---------- PROVIDED ENTRIES ----------

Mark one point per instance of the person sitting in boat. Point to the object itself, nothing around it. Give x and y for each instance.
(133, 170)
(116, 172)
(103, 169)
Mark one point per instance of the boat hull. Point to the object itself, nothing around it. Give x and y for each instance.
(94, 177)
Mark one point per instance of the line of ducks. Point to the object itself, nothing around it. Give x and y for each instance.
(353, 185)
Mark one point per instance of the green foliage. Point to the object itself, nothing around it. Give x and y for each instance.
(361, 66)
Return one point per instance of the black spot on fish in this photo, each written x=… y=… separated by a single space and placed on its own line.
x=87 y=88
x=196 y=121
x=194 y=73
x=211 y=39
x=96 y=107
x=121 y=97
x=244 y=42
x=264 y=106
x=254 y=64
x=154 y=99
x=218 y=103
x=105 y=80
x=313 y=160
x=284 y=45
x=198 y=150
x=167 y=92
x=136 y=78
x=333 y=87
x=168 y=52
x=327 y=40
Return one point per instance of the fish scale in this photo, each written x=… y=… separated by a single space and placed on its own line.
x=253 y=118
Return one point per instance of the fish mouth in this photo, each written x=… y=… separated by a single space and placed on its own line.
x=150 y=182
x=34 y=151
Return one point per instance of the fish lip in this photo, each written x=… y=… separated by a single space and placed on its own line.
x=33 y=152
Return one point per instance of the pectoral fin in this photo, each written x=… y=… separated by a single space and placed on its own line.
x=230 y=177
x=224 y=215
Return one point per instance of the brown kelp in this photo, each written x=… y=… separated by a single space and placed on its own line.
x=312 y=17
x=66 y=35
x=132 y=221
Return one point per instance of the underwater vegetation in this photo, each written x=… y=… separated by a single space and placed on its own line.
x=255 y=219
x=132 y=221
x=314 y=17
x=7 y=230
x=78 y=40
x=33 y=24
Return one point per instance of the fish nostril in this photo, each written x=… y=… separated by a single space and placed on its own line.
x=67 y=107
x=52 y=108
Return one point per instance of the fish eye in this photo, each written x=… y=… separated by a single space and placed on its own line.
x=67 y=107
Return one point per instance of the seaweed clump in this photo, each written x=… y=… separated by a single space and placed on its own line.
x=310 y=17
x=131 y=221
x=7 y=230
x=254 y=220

----------

## HOW TO COMPLETE THIS TASK:
Set down exactly the lines beginning at the one that holds "Return one point per instance of the seaweed" and ending with the last line of the data.

## RESULT:
Return one point per instance of the seaweed clump in this photo, each written x=… y=… separated by a single space and placed on its own line.
x=310 y=17
x=131 y=221
x=7 y=230
x=254 y=220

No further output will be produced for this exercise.